Segment Start: Task input

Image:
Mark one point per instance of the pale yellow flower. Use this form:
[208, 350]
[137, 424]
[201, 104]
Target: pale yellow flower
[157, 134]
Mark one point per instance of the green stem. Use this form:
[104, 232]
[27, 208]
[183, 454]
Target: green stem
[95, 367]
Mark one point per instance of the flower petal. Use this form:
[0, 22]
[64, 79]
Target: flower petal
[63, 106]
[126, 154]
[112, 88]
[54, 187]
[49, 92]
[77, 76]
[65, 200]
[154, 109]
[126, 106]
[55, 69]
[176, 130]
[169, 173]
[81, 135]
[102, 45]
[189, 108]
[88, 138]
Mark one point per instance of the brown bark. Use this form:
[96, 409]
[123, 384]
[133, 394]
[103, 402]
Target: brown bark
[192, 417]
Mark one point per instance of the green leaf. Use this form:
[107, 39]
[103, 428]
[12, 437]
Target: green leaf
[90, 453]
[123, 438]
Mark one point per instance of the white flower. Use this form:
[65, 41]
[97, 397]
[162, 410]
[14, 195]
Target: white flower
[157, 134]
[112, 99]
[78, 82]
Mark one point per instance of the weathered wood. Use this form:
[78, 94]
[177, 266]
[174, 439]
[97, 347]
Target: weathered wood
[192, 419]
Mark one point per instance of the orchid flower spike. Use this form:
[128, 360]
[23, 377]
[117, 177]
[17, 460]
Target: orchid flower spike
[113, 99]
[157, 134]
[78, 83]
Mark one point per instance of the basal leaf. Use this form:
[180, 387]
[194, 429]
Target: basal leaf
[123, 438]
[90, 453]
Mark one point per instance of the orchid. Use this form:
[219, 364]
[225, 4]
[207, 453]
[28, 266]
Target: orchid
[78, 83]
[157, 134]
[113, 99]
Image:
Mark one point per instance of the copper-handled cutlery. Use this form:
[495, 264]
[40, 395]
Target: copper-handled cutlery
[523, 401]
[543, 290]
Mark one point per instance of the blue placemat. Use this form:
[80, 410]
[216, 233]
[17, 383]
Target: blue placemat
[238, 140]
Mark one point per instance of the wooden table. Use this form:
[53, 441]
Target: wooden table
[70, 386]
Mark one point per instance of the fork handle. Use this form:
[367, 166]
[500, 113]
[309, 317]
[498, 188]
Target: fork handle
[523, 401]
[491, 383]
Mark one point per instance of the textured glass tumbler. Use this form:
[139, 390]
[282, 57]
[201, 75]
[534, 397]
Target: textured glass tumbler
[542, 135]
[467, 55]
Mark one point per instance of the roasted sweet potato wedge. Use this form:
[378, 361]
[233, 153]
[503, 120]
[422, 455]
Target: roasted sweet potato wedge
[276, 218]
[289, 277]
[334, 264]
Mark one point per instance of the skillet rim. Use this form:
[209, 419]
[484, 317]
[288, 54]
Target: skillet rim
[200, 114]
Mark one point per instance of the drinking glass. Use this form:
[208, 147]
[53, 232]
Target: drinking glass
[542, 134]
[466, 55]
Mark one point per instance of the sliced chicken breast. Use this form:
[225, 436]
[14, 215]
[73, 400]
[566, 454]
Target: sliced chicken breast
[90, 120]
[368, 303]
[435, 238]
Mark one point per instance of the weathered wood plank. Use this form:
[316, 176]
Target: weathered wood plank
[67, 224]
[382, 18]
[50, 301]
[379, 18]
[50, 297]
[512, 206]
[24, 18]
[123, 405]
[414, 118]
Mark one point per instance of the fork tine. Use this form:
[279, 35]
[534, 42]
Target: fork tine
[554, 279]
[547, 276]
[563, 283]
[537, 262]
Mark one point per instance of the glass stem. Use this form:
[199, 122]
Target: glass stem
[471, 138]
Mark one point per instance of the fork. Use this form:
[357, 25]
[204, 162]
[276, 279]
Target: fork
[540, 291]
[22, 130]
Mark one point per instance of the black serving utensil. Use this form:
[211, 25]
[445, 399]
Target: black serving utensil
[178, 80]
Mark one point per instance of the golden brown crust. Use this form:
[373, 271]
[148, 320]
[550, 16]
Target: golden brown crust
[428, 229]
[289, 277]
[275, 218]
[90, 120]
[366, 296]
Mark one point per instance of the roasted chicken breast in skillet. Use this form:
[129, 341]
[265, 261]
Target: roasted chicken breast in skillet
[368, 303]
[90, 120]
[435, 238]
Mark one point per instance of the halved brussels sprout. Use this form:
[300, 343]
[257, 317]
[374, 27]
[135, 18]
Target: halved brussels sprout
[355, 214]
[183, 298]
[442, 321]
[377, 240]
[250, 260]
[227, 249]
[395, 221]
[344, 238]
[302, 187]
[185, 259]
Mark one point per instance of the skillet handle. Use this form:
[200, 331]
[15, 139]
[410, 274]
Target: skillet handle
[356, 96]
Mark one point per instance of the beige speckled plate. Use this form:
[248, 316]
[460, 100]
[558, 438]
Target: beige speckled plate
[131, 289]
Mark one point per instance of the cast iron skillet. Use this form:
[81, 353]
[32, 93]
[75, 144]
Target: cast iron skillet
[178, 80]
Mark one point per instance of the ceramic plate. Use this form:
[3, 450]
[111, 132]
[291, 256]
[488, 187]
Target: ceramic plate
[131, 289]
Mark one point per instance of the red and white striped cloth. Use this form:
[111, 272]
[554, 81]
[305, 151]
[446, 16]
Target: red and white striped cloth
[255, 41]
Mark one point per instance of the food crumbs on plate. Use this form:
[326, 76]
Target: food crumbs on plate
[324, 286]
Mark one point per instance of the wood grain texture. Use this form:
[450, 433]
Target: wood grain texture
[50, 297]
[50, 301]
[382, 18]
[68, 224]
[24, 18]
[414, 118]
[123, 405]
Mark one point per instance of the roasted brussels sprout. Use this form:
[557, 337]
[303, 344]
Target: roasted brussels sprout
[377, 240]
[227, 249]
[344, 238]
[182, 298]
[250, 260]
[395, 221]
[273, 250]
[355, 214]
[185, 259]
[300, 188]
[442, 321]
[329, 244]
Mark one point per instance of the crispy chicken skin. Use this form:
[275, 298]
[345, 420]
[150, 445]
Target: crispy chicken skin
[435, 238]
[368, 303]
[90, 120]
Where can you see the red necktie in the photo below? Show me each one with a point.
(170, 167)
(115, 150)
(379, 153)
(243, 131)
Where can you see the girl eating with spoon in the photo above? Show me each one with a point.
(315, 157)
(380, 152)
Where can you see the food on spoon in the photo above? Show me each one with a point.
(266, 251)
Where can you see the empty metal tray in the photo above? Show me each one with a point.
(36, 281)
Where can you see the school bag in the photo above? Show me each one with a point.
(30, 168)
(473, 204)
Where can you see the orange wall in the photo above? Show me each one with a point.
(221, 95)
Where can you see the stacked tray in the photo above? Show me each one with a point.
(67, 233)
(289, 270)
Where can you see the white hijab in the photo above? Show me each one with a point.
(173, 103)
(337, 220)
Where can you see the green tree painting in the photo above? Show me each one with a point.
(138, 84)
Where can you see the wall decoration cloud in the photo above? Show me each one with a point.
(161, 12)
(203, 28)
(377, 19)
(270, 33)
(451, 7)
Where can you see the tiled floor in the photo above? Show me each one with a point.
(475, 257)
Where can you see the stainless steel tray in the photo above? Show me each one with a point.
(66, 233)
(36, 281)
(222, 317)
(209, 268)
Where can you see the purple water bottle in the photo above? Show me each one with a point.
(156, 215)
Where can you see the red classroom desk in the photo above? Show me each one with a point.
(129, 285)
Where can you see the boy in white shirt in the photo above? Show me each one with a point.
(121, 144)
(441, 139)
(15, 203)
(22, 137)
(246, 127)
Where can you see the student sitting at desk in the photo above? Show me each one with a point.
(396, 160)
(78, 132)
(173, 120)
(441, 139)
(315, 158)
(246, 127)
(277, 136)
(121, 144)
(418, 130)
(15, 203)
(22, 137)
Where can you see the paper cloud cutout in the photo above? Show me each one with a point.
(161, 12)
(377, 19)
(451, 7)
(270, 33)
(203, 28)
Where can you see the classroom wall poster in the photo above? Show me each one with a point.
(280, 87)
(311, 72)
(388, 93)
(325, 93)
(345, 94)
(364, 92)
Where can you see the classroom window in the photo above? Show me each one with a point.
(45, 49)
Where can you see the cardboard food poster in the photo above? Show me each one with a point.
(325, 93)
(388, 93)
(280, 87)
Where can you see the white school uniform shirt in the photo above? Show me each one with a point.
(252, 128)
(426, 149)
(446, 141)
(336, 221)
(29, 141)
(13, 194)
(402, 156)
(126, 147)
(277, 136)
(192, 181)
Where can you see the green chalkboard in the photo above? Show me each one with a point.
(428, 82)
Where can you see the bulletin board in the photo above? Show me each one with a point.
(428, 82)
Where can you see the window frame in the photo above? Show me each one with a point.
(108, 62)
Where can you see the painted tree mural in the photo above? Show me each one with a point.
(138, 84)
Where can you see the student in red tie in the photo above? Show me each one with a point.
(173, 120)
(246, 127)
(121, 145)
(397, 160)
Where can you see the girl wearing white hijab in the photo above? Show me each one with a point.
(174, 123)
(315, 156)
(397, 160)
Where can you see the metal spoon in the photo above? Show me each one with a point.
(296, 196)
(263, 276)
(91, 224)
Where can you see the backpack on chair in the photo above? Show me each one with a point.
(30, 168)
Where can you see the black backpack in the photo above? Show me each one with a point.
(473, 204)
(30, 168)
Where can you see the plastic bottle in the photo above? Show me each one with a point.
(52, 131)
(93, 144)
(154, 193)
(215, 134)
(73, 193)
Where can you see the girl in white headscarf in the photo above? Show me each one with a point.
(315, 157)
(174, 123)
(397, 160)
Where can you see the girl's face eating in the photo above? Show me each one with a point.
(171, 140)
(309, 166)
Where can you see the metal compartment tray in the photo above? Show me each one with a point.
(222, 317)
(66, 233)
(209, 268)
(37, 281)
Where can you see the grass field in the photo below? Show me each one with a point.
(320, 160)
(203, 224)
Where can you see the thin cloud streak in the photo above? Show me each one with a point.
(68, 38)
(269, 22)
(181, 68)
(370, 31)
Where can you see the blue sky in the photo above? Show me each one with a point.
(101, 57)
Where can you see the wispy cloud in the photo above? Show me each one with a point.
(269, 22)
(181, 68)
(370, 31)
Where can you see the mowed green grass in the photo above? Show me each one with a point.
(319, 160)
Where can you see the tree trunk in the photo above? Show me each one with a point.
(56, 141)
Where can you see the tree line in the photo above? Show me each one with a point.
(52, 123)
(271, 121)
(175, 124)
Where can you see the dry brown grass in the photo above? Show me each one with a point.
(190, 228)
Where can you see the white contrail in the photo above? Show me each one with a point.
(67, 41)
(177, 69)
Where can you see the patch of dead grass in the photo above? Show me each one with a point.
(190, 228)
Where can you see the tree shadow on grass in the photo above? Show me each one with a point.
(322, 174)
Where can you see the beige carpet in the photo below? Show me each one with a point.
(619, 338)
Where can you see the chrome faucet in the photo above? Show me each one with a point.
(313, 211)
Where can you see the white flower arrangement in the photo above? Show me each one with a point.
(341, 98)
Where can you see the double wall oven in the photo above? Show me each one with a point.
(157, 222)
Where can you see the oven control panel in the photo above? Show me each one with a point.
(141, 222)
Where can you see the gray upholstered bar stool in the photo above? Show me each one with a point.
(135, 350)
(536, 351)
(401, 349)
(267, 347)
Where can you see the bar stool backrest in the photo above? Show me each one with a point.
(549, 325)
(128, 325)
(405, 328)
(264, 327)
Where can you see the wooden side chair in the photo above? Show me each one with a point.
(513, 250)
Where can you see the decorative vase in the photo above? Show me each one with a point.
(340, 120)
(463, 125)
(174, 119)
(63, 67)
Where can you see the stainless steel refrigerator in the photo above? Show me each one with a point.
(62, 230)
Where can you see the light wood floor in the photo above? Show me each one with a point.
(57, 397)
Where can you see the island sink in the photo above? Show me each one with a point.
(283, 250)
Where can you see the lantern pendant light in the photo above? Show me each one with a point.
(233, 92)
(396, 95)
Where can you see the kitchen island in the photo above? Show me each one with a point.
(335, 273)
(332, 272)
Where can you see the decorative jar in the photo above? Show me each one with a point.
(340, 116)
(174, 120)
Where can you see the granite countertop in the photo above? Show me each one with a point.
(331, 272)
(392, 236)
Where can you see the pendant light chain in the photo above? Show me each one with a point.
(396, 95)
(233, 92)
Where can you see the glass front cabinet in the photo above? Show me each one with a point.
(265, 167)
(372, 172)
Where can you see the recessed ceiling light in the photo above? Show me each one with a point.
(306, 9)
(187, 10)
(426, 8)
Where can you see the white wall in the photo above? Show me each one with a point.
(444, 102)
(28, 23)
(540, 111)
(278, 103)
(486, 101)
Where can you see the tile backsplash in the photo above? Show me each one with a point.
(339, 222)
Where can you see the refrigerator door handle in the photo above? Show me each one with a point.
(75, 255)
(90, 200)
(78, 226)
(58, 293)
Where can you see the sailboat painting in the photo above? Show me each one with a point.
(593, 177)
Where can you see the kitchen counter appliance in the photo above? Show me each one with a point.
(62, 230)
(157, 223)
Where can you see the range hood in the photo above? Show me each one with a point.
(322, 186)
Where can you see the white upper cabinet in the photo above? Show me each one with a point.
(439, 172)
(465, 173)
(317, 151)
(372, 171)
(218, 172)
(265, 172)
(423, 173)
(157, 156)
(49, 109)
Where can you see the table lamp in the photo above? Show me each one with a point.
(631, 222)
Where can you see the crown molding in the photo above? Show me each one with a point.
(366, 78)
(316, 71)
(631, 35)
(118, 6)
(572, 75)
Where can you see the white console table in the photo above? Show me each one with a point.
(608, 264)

Segment End: Task input

→ Work to be completed: A reply should hold exactly the lines from the one containing "Where can you see the kitchen counter" through the end of the data above, nothing more.

→ Output of the task:
Where can you see the kitchen counter appliance in the photo above? Show me each one with a point.
(62, 230)
(157, 223)
Where can you see the range hood in the photo above? Show me each one with a point.
(322, 186)
Where can you see the white upper cabinet in the photo above? Show me each one with a point.
(439, 172)
(465, 173)
(317, 151)
(372, 171)
(218, 172)
(265, 172)
(423, 173)
(157, 156)
(49, 109)
Where can you see the table lamp in the photo above? Show me each one with a point.
(631, 222)
Where can you see the crown molding in the photo above? Show me each one with a point.
(366, 78)
(316, 71)
(631, 35)
(118, 6)
(572, 75)
Where can you see the white console table in the photo above? Show me each one with a point.
(608, 264)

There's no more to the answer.